> **The request**
Copy the listing below word for word, every line from start to finish, but leave the pictures out.

> **Dataset extract**
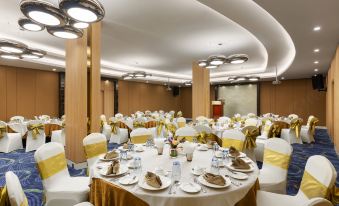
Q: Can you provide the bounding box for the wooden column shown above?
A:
[87,22,101,133]
[65,32,87,163]
[65,22,101,163]
[192,62,211,120]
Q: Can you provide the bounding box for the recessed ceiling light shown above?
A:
[18,18,45,31]
[59,0,105,23]
[20,0,66,26]
[47,25,83,39]
[313,26,321,31]
[0,54,20,60]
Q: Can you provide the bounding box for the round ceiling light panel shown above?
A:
[18,18,45,31]
[59,0,105,23]
[20,0,67,26]
[47,25,83,39]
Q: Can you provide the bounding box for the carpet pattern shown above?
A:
[0,129,339,206]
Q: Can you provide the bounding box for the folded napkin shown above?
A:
[106,160,120,175]
[203,173,226,186]
[104,150,119,160]
[228,146,240,157]
[145,172,162,188]
[232,158,251,170]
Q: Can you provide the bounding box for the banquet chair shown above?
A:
[221,129,245,151]
[259,138,293,194]
[5,171,28,206]
[257,155,337,206]
[34,142,90,206]
[0,121,23,153]
[177,117,186,128]
[9,116,25,123]
[82,133,107,175]
[300,115,319,143]
[51,128,66,146]
[26,120,46,152]
[245,118,258,127]
[108,117,129,144]
[174,126,198,142]
[130,128,152,144]
[281,118,303,144]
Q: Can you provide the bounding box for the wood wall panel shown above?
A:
[260,79,326,125]
[0,65,59,121]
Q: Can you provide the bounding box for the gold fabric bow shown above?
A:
[308,117,319,136]
[268,124,281,138]
[133,121,145,128]
[243,126,259,149]
[290,119,303,138]
[27,123,44,139]
[157,120,165,136]
[109,121,119,134]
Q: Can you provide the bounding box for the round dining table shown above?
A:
[91,144,259,206]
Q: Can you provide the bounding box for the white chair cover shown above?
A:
[257,155,337,206]
[26,120,46,152]
[34,142,89,206]
[259,138,293,194]
[0,121,23,153]
[5,171,28,206]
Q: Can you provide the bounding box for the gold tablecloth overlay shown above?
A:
[90,178,259,206]
[89,178,149,206]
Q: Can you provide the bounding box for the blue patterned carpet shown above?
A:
[0,129,339,206]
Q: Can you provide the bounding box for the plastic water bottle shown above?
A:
[172,161,181,181]
[211,157,220,175]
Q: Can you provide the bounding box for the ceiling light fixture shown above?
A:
[20,0,67,26]
[313,26,321,31]
[0,39,27,54]
[18,18,45,31]
[59,0,105,23]
[47,25,83,39]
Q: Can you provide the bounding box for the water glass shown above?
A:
[172,161,181,181]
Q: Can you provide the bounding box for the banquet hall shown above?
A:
[0,0,339,206]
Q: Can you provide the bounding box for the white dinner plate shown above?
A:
[228,172,248,180]
[228,152,246,158]
[198,175,231,189]
[138,176,171,191]
[180,182,201,193]
[119,175,139,185]
[99,165,128,177]
[226,162,254,172]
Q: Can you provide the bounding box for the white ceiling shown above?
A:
[0,0,339,82]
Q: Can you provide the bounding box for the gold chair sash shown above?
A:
[308,117,319,136]
[109,121,120,134]
[178,122,186,128]
[37,152,67,180]
[84,141,107,159]
[157,120,165,136]
[0,125,7,139]
[264,149,291,170]
[131,134,150,144]
[133,121,145,128]
[243,126,259,149]
[222,137,244,151]
[27,123,44,139]
[290,119,302,138]
[300,170,329,199]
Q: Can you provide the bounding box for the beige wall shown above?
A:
[326,47,339,151]
[0,65,59,121]
[260,79,326,125]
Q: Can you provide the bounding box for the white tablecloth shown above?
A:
[92,145,259,206]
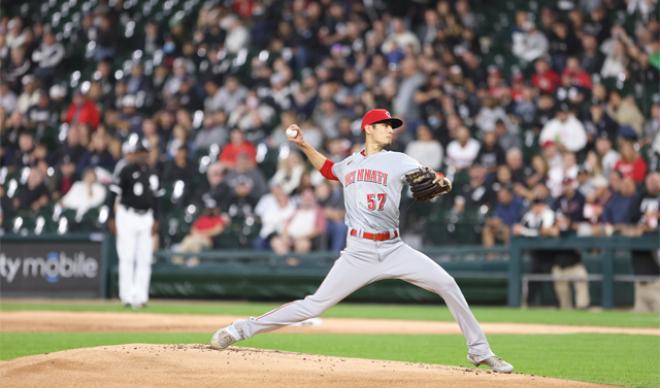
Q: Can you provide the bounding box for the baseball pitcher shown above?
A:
[211,109,513,373]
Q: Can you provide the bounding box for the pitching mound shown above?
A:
[0,344,608,388]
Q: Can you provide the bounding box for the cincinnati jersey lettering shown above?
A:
[344,168,387,187]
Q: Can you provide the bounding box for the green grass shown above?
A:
[0,301,660,328]
[0,333,660,387]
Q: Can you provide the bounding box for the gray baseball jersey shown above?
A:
[332,151,421,232]
[227,151,493,361]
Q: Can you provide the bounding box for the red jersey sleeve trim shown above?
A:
[319,159,339,181]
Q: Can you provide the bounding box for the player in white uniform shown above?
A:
[211,109,513,373]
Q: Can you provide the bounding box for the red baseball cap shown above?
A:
[360,109,403,131]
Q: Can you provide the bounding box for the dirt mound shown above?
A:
[0,344,598,388]
[0,311,660,335]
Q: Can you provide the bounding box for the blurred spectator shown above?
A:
[602,171,635,224]
[481,186,523,247]
[172,199,230,267]
[539,103,587,152]
[621,172,660,313]
[192,112,228,150]
[512,16,548,64]
[13,168,50,210]
[61,168,106,218]
[614,139,646,183]
[474,132,506,174]
[270,151,305,195]
[0,80,17,114]
[315,181,348,252]
[254,184,296,249]
[16,74,40,114]
[271,190,326,255]
[214,77,248,114]
[532,58,561,94]
[447,127,480,170]
[32,28,64,88]
[226,153,267,216]
[406,124,444,171]
[78,127,117,176]
[607,90,644,136]
[198,163,231,211]
[512,197,559,304]
[162,145,196,183]
[220,128,257,167]
[64,90,101,128]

> **Finished task**
Q: Can you provide the bounding box for the wooden column shown above?
A:
[87,22,101,133]
[65,32,87,163]
[65,22,101,163]
[192,62,211,120]
Q: Can you provide the bounding box for the recessed ceiling light shown above?
A:
[18,18,45,31]
[59,0,105,23]
[20,0,66,26]
[47,25,83,39]
[313,26,321,31]
[0,54,20,60]
Q: Can you provide the bounding box for the round ceiling light panel shown above?
A:
[18,18,45,31]
[59,0,105,23]
[20,0,67,26]
[47,25,83,39]
Q: Can you provide the bounding box for the carpet pattern shown above?
A:
[0,129,339,206]
Q: Can you provide the bounding box for the folded napkin shown above?
A:
[106,160,120,175]
[203,173,226,186]
[104,150,119,160]
[228,146,240,157]
[145,172,162,188]
[232,158,251,170]
Q: Can you provide the bounding box for the banquet chair shown above?
A:
[221,129,245,151]
[259,138,293,194]
[5,171,28,206]
[257,155,337,206]
[34,142,90,206]
[0,121,23,153]
[177,117,186,128]
[9,116,25,123]
[82,133,107,175]
[300,115,319,143]
[51,128,66,146]
[26,120,46,152]
[245,118,258,127]
[108,117,129,144]
[174,126,198,142]
[130,128,152,144]
[281,118,303,144]
Q: Can you provide the bounding box for the wood wall panel shown above?
A:
[260,79,326,125]
[0,65,59,121]
Q: Can you provide the bounding box for the gold fabric bow shown above?
A:
[308,117,319,136]
[268,124,281,138]
[133,121,145,128]
[243,126,259,149]
[290,119,303,138]
[27,123,44,139]
[157,120,165,136]
[109,121,119,134]
Q: Can you provide the bounding box for the round dining table shown above?
A:
[91,144,259,206]
Q: Can you provide the bounding box for the white chair cover shown above?
A:
[257,155,337,206]
[26,120,46,152]
[34,142,89,206]
[259,138,293,194]
[0,121,23,153]
[5,171,28,206]
Q: Can you provide the bounding box for the gold tablecloth overlay shown above?
A:
[90,178,259,206]
[89,178,149,206]
Q: Can you provide the bounding box for the blue patterned carpet shown above?
A:
[0,129,339,206]
Q: Can you provide the bounding box for the plastic water bottle shown above?
A:
[172,161,181,181]
[211,157,220,175]
Q: Can you provide the bounding box for the ceiling light fixture shown above?
A:
[20,0,67,26]
[313,26,321,31]
[0,39,27,54]
[18,18,45,31]
[59,0,105,23]
[47,25,83,39]
Q: Can you provide the bounding box for the water glass shown above?
A:
[172,161,181,181]
Q: Can you provide the bounding box for the banquet hall shown above?
A:
[0,0,339,206]
Q: Can you provide the bounding box for the white dinner plate shown above?
A:
[228,172,248,180]
[228,152,246,158]
[198,175,231,189]
[138,176,171,191]
[180,182,201,193]
[119,175,139,185]
[99,165,128,177]
[226,162,254,172]
Q: Can you provide the bounding box for the white ceiling shown above?
A:
[0,0,339,82]
Q: Can you provide the bounding box for the gold chair sash shown above?
A:
[308,117,319,136]
[109,121,120,134]
[178,122,186,128]
[37,152,67,180]
[84,141,107,159]
[157,120,165,136]
[0,125,7,139]
[264,149,291,170]
[131,134,150,144]
[133,121,145,128]
[243,126,259,149]
[222,137,244,151]
[27,123,44,139]
[290,119,302,138]
[300,170,329,199]
Q: Can you provide the bounding box for the beige wall shown above?
A:
[326,47,339,151]
[0,65,59,121]
[260,79,326,125]
Q: Can you provide the bounding box for the white tablecloth shown above?
A:
[92,145,259,206]
Q: Can you provide the bounding box for the baseball pitcher shown above?
A:
[211,109,513,373]
Q: Can you provide the bounding box for the pitching mound shown above?
A:
[0,344,608,388]
Q: Can you provide the bounding box for the cincinnati jersey lettering shown above?
A:
[344,168,387,187]
Q: Can you provide the bounding box for the green grass shown above?
A:
[0,301,660,328]
[0,333,660,387]
Q: Can you provide the bounding box for the gray baseball jersey shown above?
A:
[332,151,421,232]
[227,151,493,361]
Q: Can you provide the bounding box for the red jersey sleeve trim shown above?
A:
[319,159,339,181]
Q: Can you provide the bounding box for the player in white uniform shown above?
A:
[211,109,513,373]
Q: Can you provide the bounding box for the red baseball cap shown above?
A:
[360,109,403,131]
Q: Can you provide the bounding box for the dirt mound shown above?
A:
[0,344,598,388]
[0,311,660,335]
Q: Can you provide the bounding box for the blurred spectator shown above?
A:
[602,171,635,224]
[481,186,523,247]
[172,199,230,267]
[539,103,587,152]
[621,172,660,313]
[192,112,228,150]
[512,16,548,64]
[13,168,50,210]
[61,168,106,218]
[614,139,646,183]
[474,132,506,174]
[270,151,305,195]
[0,80,17,114]
[315,181,348,252]
[254,184,296,249]
[16,74,40,114]
[271,190,326,255]
[214,77,248,114]
[532,58,561,94]
[447,127,480,170]
[32,28,64,88]
[226,153,267,216]
[406,124,444,171]
[78,127,117,176]
[607,90,644,136]
[198,163,231,211]
[512,197,559,304]
[162,145,196,183]
[220,128,257,167]
[64,90,101,128]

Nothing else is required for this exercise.